START Data provided

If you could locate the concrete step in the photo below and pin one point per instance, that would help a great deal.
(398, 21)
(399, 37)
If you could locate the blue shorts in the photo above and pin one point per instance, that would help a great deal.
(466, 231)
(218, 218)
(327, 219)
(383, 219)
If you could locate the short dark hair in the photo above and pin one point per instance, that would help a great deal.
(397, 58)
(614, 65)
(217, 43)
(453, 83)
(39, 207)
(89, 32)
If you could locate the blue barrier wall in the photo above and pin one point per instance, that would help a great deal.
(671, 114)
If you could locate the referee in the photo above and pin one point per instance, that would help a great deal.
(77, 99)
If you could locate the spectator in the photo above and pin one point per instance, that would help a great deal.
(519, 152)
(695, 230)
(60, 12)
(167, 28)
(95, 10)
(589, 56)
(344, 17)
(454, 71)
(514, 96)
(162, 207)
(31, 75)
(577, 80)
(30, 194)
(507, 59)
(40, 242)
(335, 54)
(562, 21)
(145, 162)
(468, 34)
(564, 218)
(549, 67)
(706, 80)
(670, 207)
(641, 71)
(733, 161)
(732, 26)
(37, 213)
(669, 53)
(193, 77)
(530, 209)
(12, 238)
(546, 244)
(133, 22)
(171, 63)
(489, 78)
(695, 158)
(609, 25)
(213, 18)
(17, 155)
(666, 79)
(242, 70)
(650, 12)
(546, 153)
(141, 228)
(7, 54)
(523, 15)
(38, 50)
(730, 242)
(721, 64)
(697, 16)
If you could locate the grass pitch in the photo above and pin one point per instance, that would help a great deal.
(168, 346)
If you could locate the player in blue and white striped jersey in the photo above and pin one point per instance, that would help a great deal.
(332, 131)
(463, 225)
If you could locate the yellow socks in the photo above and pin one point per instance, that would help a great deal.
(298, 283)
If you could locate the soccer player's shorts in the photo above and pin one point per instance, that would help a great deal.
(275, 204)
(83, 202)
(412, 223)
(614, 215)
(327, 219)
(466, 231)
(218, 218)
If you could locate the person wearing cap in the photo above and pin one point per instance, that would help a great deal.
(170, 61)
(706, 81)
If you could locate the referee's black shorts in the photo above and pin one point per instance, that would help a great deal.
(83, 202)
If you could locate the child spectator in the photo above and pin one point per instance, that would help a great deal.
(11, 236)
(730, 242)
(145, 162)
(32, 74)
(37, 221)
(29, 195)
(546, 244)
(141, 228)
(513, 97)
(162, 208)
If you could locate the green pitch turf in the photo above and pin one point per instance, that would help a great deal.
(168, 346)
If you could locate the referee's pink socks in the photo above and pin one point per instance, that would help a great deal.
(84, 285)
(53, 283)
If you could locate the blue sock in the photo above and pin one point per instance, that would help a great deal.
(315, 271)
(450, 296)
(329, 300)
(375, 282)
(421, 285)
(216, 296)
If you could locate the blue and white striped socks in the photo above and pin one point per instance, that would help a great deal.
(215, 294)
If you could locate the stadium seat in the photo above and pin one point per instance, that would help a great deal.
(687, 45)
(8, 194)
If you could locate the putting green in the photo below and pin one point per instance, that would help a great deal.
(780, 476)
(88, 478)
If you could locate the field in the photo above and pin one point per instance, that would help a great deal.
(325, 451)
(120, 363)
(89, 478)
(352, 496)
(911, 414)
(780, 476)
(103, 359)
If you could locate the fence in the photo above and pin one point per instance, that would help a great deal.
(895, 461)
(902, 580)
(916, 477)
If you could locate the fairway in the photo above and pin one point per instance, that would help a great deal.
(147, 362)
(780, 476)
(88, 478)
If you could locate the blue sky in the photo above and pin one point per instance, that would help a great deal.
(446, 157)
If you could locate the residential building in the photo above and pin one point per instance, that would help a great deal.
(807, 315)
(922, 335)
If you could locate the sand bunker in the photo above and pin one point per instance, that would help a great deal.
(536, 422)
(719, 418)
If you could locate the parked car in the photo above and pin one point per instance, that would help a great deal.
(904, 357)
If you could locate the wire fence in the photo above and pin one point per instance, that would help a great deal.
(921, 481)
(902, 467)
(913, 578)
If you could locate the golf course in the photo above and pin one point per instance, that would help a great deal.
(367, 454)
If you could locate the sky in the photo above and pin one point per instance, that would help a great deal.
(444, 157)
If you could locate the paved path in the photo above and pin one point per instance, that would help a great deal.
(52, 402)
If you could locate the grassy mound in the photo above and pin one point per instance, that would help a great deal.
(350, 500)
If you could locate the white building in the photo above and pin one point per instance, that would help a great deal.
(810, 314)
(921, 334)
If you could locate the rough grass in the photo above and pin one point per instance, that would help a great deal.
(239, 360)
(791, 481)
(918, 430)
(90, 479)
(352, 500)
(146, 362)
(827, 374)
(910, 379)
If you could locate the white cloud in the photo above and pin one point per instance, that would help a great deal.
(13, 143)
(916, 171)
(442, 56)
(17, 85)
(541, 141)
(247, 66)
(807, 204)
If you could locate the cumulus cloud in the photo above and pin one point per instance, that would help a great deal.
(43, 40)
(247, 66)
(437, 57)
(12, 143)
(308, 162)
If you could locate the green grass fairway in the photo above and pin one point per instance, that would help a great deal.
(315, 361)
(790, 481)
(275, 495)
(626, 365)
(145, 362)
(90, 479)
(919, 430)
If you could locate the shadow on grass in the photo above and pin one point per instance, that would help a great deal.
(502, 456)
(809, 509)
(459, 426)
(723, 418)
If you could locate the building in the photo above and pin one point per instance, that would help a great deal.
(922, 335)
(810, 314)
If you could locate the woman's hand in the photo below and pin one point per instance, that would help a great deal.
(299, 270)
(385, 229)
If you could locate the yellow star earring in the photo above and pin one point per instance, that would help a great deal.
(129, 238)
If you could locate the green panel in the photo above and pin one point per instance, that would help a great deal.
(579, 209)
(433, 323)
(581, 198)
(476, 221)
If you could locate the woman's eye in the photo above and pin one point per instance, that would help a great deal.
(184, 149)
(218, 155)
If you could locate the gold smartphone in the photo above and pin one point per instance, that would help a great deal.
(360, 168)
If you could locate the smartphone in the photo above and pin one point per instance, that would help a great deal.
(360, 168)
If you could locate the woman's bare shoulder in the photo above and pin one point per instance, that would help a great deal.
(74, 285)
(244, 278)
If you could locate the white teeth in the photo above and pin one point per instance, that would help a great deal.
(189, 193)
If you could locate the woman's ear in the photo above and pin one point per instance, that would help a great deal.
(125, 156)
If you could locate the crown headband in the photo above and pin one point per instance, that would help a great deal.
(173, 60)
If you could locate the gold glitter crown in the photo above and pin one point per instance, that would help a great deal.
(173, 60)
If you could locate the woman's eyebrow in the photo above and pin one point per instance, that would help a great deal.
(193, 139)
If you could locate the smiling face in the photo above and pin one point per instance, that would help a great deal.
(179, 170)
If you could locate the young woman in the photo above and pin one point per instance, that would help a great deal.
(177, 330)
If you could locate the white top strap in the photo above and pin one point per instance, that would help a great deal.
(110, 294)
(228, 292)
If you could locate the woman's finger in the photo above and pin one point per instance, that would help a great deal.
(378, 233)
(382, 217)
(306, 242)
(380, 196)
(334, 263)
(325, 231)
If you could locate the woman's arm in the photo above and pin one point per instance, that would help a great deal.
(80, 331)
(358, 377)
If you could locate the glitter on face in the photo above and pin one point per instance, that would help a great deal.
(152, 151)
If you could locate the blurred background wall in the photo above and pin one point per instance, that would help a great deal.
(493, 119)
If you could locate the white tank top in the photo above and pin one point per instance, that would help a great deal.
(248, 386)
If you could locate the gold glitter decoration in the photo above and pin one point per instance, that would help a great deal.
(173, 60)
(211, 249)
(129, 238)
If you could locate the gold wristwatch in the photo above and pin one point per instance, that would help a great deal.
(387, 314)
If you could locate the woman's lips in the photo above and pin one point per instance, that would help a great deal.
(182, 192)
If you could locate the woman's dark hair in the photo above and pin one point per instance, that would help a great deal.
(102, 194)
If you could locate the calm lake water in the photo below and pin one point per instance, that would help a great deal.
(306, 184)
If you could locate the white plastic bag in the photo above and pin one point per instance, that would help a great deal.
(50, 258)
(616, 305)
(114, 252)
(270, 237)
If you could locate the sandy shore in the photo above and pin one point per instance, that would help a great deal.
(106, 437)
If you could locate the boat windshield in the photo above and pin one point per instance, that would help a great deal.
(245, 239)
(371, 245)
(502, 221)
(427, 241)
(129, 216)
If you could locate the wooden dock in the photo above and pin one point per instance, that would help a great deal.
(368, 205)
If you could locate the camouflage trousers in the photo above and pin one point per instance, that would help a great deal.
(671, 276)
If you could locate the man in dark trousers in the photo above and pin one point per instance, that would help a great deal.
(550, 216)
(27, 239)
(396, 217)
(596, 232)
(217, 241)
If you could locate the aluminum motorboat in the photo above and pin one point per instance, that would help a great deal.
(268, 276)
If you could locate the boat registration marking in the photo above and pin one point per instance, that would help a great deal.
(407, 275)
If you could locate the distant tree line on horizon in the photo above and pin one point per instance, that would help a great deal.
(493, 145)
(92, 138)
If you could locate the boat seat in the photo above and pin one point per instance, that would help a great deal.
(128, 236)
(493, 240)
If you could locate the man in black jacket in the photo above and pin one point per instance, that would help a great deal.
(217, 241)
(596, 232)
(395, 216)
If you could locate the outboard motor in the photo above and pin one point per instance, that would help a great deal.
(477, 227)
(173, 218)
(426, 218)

END Data provided

What to work on:
What do the lines from the one with "If you could locate the aluminum" through the last line of the entries say? Print them word for word, both ends included, and nothing else.

Task solution:
If you could locate the aluminum motorboat in the photo above and pin one point per instance, that would help a great deal.
(268, 276)
If you could locate the boat registration marking in the photo above and pin one point per instance, that would help a great deal.
(407, 275)
If you could locate the distant tree line on horizon in the photo above and pin one point per instance, that would help a great deal.
(493, 145)
(92, 138)
If you could locate the boat seat in the photo above and pin one point per instance, that would help a great deal.
(128, 236)
(493, 240)
If you could locate the man in black jacket in the photo above and pin one point per instance, that would help a great deal.
(217, 241)
(596, 232)
(395, 216)
If you could locate the outboard motor in the photo above and pin one point per instance, that would help a great deal.
(477, 227)
(173, 218)
(426, 218)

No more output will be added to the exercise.